[Stored dataset items]
****
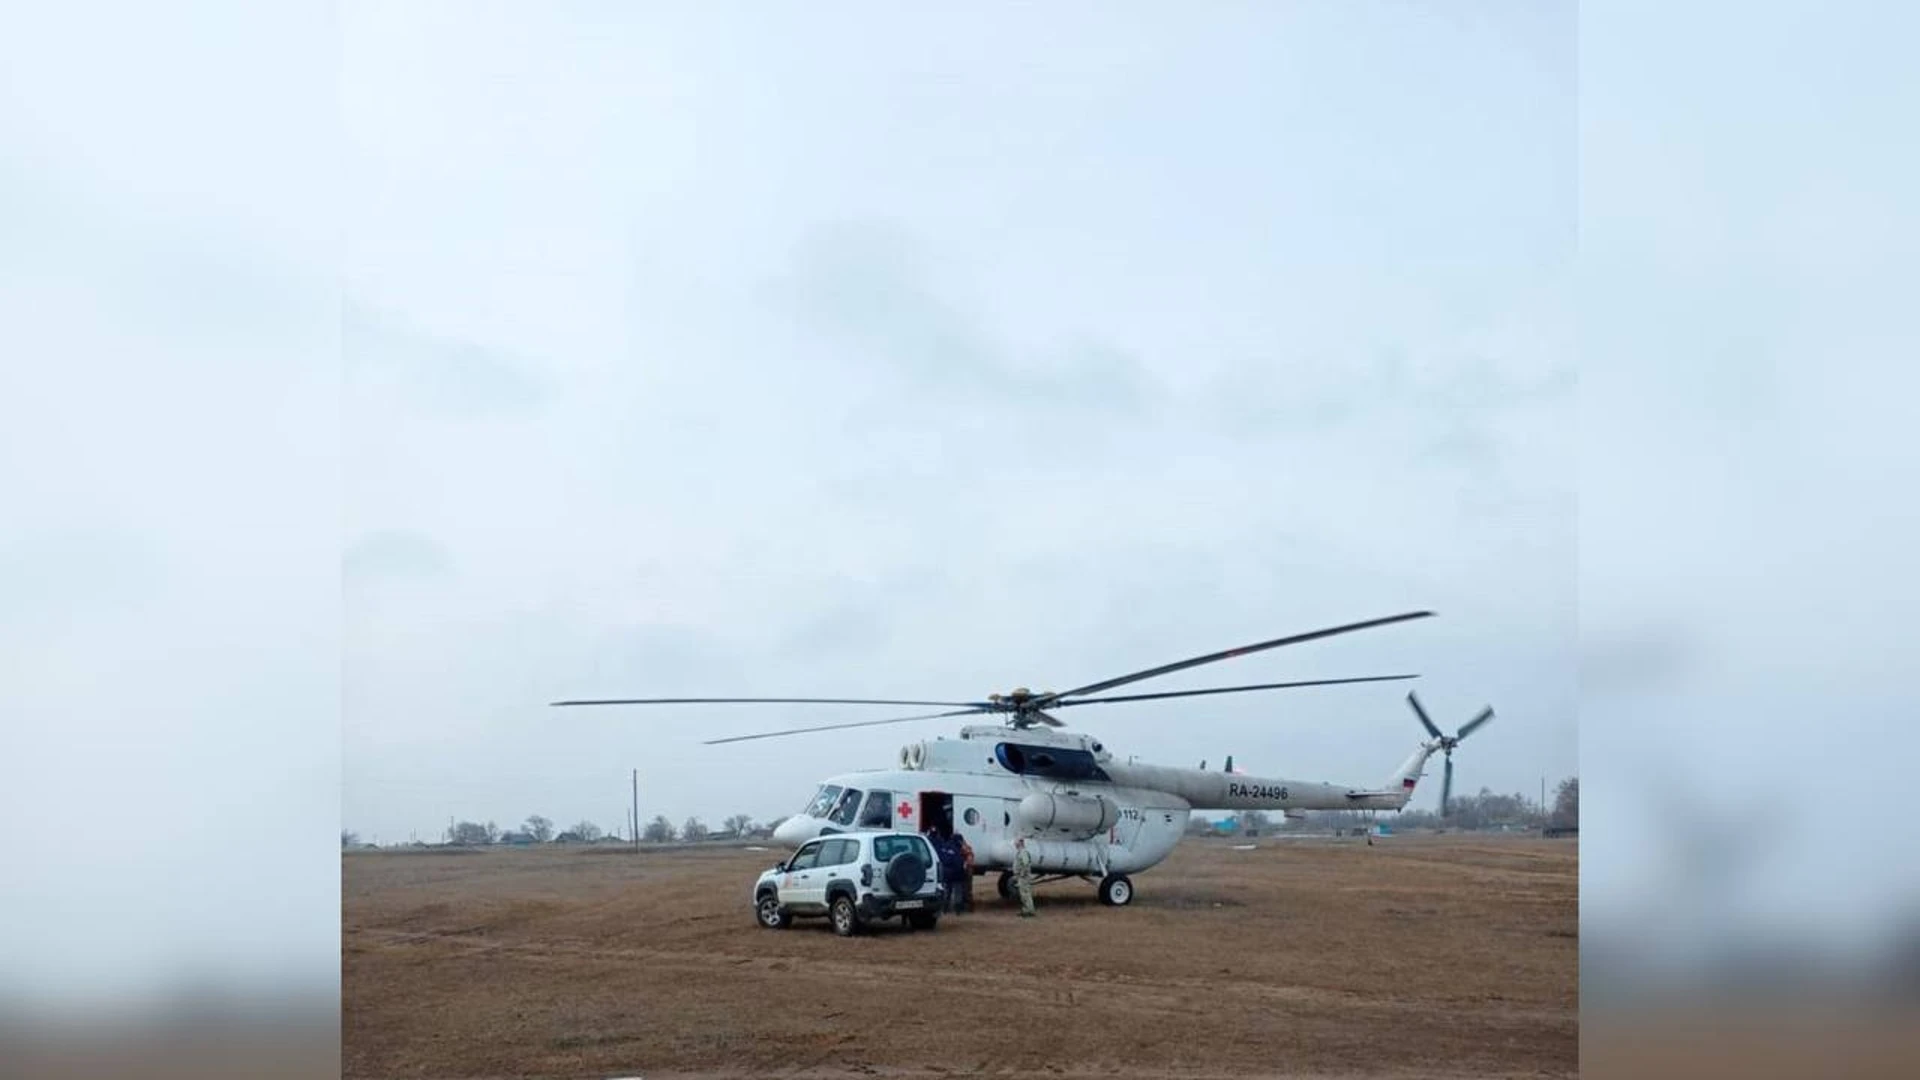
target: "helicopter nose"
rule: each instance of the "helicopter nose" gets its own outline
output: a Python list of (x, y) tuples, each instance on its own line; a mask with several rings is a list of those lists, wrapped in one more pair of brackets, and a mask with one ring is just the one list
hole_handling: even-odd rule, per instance
[(773, 838), (782, 844), (804, 844), (819, 833), (820, 825), (810, 817), (790, 817), (773, 830)]

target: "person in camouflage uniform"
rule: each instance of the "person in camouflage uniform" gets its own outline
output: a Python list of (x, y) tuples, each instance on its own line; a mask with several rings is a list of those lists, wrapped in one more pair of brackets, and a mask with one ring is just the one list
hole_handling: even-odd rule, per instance
[(1020, 894), (1020, 917), (1033, 917), (1033, 856), (1027, 854), (1027, 838), (1013, 842), (1013, 888)]

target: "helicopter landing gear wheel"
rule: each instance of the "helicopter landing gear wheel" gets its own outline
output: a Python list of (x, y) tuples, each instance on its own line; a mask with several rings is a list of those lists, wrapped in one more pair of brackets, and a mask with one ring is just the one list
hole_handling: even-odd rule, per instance
[(1000, 871), (1000, 884), (997, 888), (1000, 890), (1000, 899), (1009, 902), (1013, 900), (1013, 871)]
[(1133, 902), (1133, 882), (1125, 874), (1108, 874), (1101, 878), (1100, 902), (1108, 907), (1126, 907)]

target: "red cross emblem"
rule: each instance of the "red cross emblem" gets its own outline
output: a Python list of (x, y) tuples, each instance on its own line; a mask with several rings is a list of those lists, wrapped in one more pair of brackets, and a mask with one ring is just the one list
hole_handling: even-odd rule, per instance
[(908, 817), (912, 817), (912, 816), (913, 816), (913, 804), (912, 804), (912, 803), (910, 803), (910, 802), (908, 802), (908, 801), (907, 801), (907, 800), (905, 800), (905, 799), (901, 799), (901, 800), (900, 800), (900, 805), (899, 805), (899, 806), (896, 806), (896, 807), (894, 807), (894, 808), (893, 808), (893, 812), (894, 812), (894, 813), (896, 813), (896, 814), (899, 814), (899, 815), (900, 815), (901, 817), (903, 817), (903, 818), (908, 818)]

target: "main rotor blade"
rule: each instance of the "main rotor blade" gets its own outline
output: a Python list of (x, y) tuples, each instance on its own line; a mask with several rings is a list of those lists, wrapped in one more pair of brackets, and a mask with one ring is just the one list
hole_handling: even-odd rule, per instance
[(591, 701), (556, 701), (561, 705), (964, 705), (990, 708), (984, 701), (901, 701), (894, 698), (822, 698), (822, 697), (660, 697), (600, 698)]
[(788, 728), (785, 731), (762, 731), (756, 735), (729, 735), (724, 739), (706, 739), (708, 746), (721, 743), (746, 742), (749, 739), (772, 739), (781, 735), (803, 735), (809, 731), (838, 731), (841, 728), (879, 727), (882, 724), (905, 724), (913, 720), (939, 720), (948, 716), (977, 716), (989, 712), (988, 709), (956, 709), (952, 712), (928, 713), (925, 716), (896, 716), (891, 720), (855, 720), (846, 724), (821, 724), (818, 727)]
[(1455, 735), (1454, 738), (1456, 739), (1466, 738), (1469, 734), (1473, 732), (1474, 728), (1479, 727), (1481, 724), (1484, 724), (1491, 719), (1493, 719), (1493, 706), (1489, 705), (1486, 708), (1480, 710), (1479, 716), (1474, 717), (1473, 719), (1467, 721), (1464, 725), (1462, 725), (1460, 728), (1460, 734)]
[(1453, 802), (1453, 757), (1447, 757), (1447, 772), (1440, 781), (1440, 816), (1447, 816), (1447, 807)]
[(1086, 686), (1075, 687), (1072, 690), (1062, 691), (1058, 694), (1048, 694), (1036, 699), (1033, 704), (1040, 708), (1046, 708), (1061, 698), (1097, 694), (1102, 690), (1111, 690), (1116, 686), (1125, 686), (1128, 683), (1139, 682), (1142, 679), (1157, 678), (1161, 675), (1171, 675), (1176, 671), (1185, 671), (1188, 668), (1199, 667), (1201, 664), (1211, 664), (1217, 660), (1231, 660), (1236, 656), (1247, 656), (1252, 653), (1264, 652), (1267, 649), (1277, 649), (1282, 645), (1298, 645), (1303, 641), (1313, 641), (1317, 638), (1332, 637), (1335, 634), (1346, 634), (1355, 630), (1385, 626), (1388, 623), (1405, 622), (1408, 619), (1424, 619), (1432, 614), (1433, 612), (1431, 611), (1409, 611), (1401, 615), (1389, 615), (1384, 619), (1368, 619), (1366, 622), (1348, 623), (1345, 626), (1334, 626), (1325, 630), (1313, 630), (1305, 634), (1292, 634), (1283, 638), (1274, 638), (1272, 641), (1261, 641), (1252, 645), (1242, 645), (1237, 649), (1226, 649), (1217, 653), (1208, 653), (1205, 656), (1196, 656), (1191, 660), (1162, 664), (1159, 667), (1148, 668), (1145, 671), (1136, 671), (1130, 675), (1121, 675), (1117, 678), (1103, 679), (1097, 683), (1088, 683)]
[(1440, 729), (1434, 727), (1433, 721), (1427, 717), (1427, 710), (1420, 707), (1420, 699), (1414, 697), (1413, 691), (1411, 690), (1407, 691), (1407, 704), (1413, 706), (1413, 715), (1420, 718), (1420, 726), (1427, 729), (1427, 734), (1436, 739), (1444, 738), (1444, 736), (1440, 734)]
[(1285, 690), (1295, 686), (1332, 686), (1336, 683), (1390, 682), (1394, 679), (1417, 679), (1418, 675), (1362, 675), (1352, 679), (1306, 679), (1301, 682), (1256, 683), (1252, 686), (1216, 686), (1206, 690), (1169, 690), (1161, 694), (1122, 694), (1119, 697), (1081, 698), (1078, 701), (1056, 701), (1050, 708), (1064, 709), (1069, 705), (1111, 705), (1116, 701), (1156, 701), (1160, 698), (1200, 697), (1204, 694), (1238, 694), (1244, 690)]

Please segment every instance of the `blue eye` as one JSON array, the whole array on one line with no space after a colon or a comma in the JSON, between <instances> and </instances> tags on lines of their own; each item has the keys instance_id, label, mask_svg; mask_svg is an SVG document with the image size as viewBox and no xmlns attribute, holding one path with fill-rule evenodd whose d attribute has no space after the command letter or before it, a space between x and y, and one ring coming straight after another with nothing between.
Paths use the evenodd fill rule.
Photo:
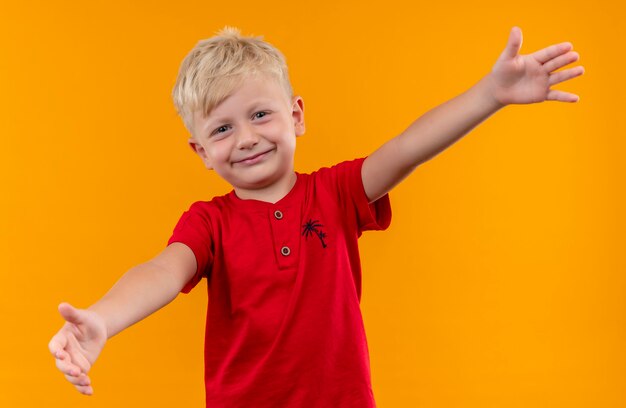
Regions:
<instances>
[{"instance_id":1,"label":"blue eye","mask_svg":"<svg viewBox=\"0 0 626 408\"><path fill-rule=\"evenodd\" d=\"M264 117L266 115L267 115L267 112L257 112L257 113L254 114L254 117L256 119L261 119L262 117Z\"/></svg>"}]
</instances>

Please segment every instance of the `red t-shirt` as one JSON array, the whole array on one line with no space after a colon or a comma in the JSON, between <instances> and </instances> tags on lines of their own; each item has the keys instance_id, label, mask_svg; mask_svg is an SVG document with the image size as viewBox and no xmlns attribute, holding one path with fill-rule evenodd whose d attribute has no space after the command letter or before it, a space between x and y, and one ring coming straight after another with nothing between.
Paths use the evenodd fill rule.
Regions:
<instances>
[{"instance_id":1,"label":"red t-shirt","mask_svg":"<svg viewBox=\"0 0 626 408\"><path fill-rule=\"evenodd\" d=\"M196 202L182 242L207 277L206 404L211 408L375 406L361 317L357 238L391 221L369 204L363 158L297 174L275 204L234 191Z\"/></svg>"}]
</instances>

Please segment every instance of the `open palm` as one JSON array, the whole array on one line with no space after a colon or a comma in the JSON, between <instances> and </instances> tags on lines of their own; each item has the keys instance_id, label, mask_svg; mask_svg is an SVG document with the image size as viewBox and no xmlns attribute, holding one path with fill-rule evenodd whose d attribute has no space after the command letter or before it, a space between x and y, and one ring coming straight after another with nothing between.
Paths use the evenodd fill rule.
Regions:
<instances>
[{"instance_id":1,"label":"open palm","mask_svg":"<svg viewBox=\"0 0 626 408\"><path fill-rule=\"evenodd\" d=\"M532 54L520 55L522 30L513 27L506 48L491 71L494 98L502 105L527 104L546 100L577 102L578 95L550 89L552 85L582 75L582 66L555 72L578 61L572 44L564 42L543 48Z\"/></svg>"},{"instance_id":2,"label":"open palm","mask_svg":"<svg viewBox=\"0 0 626 408\"><path fill-rule=\"evenodd\" d=\"M106 343L106 324L97 313L67 303L59 305L59 312L66 322L52 337L48 348L65 378L81 393L91 395L93 389L87 373Z\"/></svg>"}]
</instances>

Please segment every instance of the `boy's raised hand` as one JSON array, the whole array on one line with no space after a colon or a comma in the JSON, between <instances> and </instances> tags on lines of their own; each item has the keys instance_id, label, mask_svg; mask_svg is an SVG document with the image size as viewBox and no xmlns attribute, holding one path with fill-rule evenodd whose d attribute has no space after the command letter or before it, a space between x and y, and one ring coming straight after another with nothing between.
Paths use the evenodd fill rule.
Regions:
<instances>
[{"instance_id":1,"label":"boy's raised hand","mask_svg":"<svg viewBox=\"0 0 626 408\"><path fill-rule=\"evenodd\" d=\"M527 55L519 54L521 47L522 30L513 27L506 48L489 75L492 95L500 104L578 101L578 95L550 89L585 72L582 66L554 72L578 60L571 43L551 45Z\"/></svg>"},{"instance_id":2,"label":"boy's raised hand","mask_svg":"<svg viewBox=\"0 0 626 408\"><path fill-rule=\"evenodd\" d=\"M68 303L61 303L59 312L66 322L48 348L65 378L79 392L91 395L93 388L87 373L107 341L106 323L96 312L76 309Z\"/></svg>"}]
</instances>

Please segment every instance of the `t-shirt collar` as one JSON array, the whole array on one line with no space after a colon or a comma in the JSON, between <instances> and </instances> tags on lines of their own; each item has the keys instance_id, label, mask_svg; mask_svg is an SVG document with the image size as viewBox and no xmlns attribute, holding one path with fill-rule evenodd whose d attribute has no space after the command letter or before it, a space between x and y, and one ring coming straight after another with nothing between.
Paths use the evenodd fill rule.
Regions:
<instances>
[{"instance_id":1,"label":"t-shirt collar","mask_svg":"<svg viewBox=\"0 0 626 408\"><path fill-rule=\"evenodd\" d=\"M291 190L289 190L289 192L280 200L278 200L275 203L270 203L267 201L261 201L261 200L255 200L255 199L241 199L239 197L237 197L237 194L235 193L235 190L231 190L230 193L228 193L226 195L226 197L228 198L228 201L237 207L240 208L248 208L248 209L260 209L260 208L269 208L269 207L280 207L280 206L285 206L285 205L290 205L293 201L297 200L298 197L301 195L301 191L303 190L304 186L304 174L296 173L296 183L293 185L293 187L291 187Z\"/></svg>"}]
</instances>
****
**Problem:** If a line of the records above includes the word "uniform", count it; state the final number with no other words.

**Answer area:** 2